The very heart of the Christian message is the life, death, and resurrection of Jesus; the Eucharist is its sacramental continuation. The message is a fire with the power to leap across every fence, every boundary of geography, language, and ethnicity. We can’t “time travel” to the future, but one thing we can bet on: Yet more new songs will be sung to the Lord. In the meantime we can sing our songs, and not ours only, but the songs of the whole world. And so we find our unity in Christ erupting in song.
Your life will be transformed if you awaken to each new day as a gift, rather than as a given. The new day is not an accident. The new day is teeming with the signs and sustenance of God’s presence, and promise, and provision. You may have only as much as one more day to know God, to love God, and to serve God, which Saint Ignatius of Loyola defines as the “Foundation and First Principle” of the reflective Christian life in his Spiritual Exercises. Don’t miss a moment of it. First and foremost, we are a human being before we are a human doing. Before you set off doing all that needs to get done in the day, make sure you have the right posture. Get your bearings; find your center; remind yourself how to be. How do you wish to be? The answer I would give is: Be grateful. Don’t miss the opportunity to pray and savor your gratitude for what is so clearly good in life. Start now and start small. If you awakened this morning to your alarm clock, be thankful that you can hear, that you have eye- and hand-coordination to reach out. If you arose from your bed without assistance, be thankful. If fresh, potable water is available, be thankful. If you can look outside your window, whether you see sunshine or rain, beauty or sadness, be thankful for the miracle of your eyesight. If you can sit upright in a chair without having to be strapped in, be thankful. If you can drink a cup of tea using your own hand, be thankful. If you are continent, be thankful. If you can breathe without mechanical assistance, be thankful. This could be a way of your “praying without ceasing.”
We celebrate the Holy Eucharist as a living reminder and template of how to live our lives all the time: eucharistically. The word “Eucharist” comes from the Greek, meaning “great thanksgiving.” It’s not that we live very ordinary, horizontal lives, and then have these special liturgical occasions to create a “spiritual moment,” a fleeting, transcendent experience of God, to then return to our ordinariness. When we celebrate the Holy Eucharist, we are reminded of the real presence of Christ, who is really present in the ordinary present. For us to stay in touch with the presence that is present requires practice. For this practice we don’t need a special cushion on which to sit, nor a special lamp to light, nor a special icon on which to gaze, nor special incense to smell, nor special prayer beads to finger, nor a special prayer or mantra to recite. None of that is in any way bad or inappropriate. It may well help. It is simply not enough. What is enough is here and now. The Psalmist reminds us, “This is the day that the LORD has made; let us rejoice and be glad in it” (Ps 118: 24). Gratitude consecrates our life and labor and makes us real, and makes us really present to the real presence of Christ who is at work within us and around us now.

▸ **Supplied information**:
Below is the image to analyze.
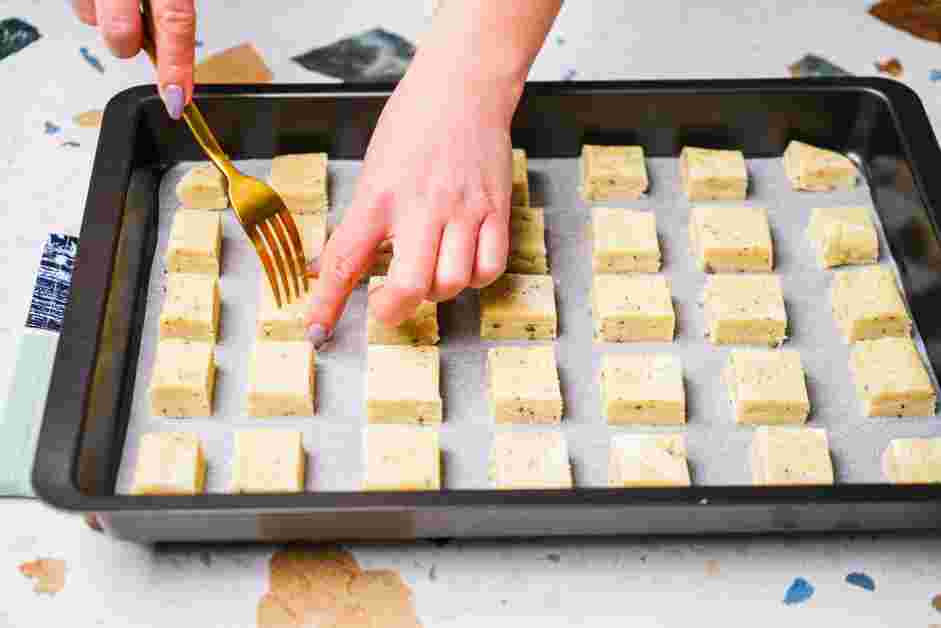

▸ **Given task**:
Copy out word for word the part of the passage on gratitude and the Eucharist starting at "The very heart" and ending at "erupting in song.".

▸ **Result of the task**:
The very heart of the Christian message is the life, death, and resurrection of Jesus; the Eucharist is its sacramental continuation. The message is a fire with the power to leap across every fence, every boundary of geography, language, and ethnicity. We can’t “time travel” to the future, but one thing we can bet on: Yet more new songs will be sung to the Lord. In the meantime we can sing our songs, and not ours only, but the songs of the whole world. And so we find our unity in Christ erupting in song.